Oh, and one of the techies among you: Cut for the benefit of non-techies

Decisions

Do I:

a) go clubbing, dance for hours, and generally have fun, but come home exhausted in the morning?
b) stay home, have an early night, and be generally well rested, but miss out on potential excitement?

And so it ends…

As of Monday, I’m employed again.  So, that’s the end of my free time.

What worthwhile things have I done with it?

Well, I’ve seen a few films :
SAW: enjoyable serial killer horror.  Cary Elwes gives an excellent performance, some genuinely horrible bits.  Hits what it’s aiming at. 
AVP: Complete rubbish, but enough to keep my attention for as long as it asked for it.  Felt a bit cheated by the ending. 
THE INCREDIBLES: The best Pixar film yet.  Serious contender for film of the year.

I’ve read a few books:
JONATHAN STRANGE & MR NORRELL: excellent, imaginative stuff, thoroughly recommended.  The ending felt a bit sudden, although not rushed or unsatisfactory.
UNDERGROUND LONDON: One of the best books on the topic I’ve read – not perhaps as in depth as some, but it covers a great breadth of stuff, and does it without ever becoming dry, as plenty of other books do.

**Material shown:**
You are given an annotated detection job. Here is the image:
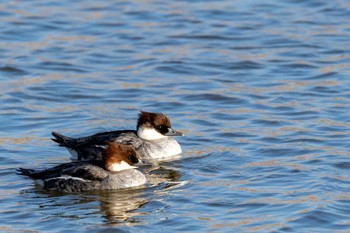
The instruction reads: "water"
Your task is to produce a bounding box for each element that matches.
[0,0,350,232]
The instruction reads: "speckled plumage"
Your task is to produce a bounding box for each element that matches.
[52,112,182,160]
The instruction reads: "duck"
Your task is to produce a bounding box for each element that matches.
[18,143,147,193]
[52,111,184,161]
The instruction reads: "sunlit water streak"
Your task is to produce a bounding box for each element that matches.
[0,0,350,232]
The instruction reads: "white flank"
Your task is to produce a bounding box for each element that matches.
[67,148,78,159]
[45,175,87,182]
[109,161,136,172]
[137,127,167,140]
[34,179,44,186]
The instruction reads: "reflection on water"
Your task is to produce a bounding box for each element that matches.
[99,190,148,226]
[0,0,350,232]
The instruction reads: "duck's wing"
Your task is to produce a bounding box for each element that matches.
[52,130,138,160]
[51,130,136,149]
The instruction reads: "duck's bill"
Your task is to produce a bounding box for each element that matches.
[164,128,184,136]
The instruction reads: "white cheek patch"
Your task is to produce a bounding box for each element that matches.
[109,161,135,172]
[137,128,166,140]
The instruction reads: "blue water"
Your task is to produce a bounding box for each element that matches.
[0,0,350,232]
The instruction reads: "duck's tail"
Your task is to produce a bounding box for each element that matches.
[51,132,73,147]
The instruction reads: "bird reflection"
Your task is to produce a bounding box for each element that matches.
[99,189,148,225]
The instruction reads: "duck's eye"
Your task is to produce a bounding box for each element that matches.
[157,125,169,134]
[128,155,139,163]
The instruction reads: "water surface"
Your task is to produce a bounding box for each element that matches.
[0,0,350,232]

**Set exercise A:** In the blog post, which actor gives an excellent performance in SAW?
**Set exercise B:** Swap "Complete rubbish" for "Utter nonsense" in the blog post, and give the passage from "As of Monday, I’m" up to and including "of the year.".
The items aren't needed for this work.

**Full solution A:** Cary Elwes

**Full solution B:**
As of Monday, I’m employed again.  So, that’s the end of my free time.

What worthwhile things have I done with it?

Well, I’ve seen a few films :
SAW: enjoyable serial killer horror.  Cary Elwes gives an excellent performance, some genuinely horrible bits.  Hits what it’s aiming at. 
AVP: Utter nonsense, but enough to keep my attention for as long as it asked for it.  Felt a bit cheated by the ending. 
THE INCREDIBLES: The best Pixar film yet.  Serious contender for film of the year.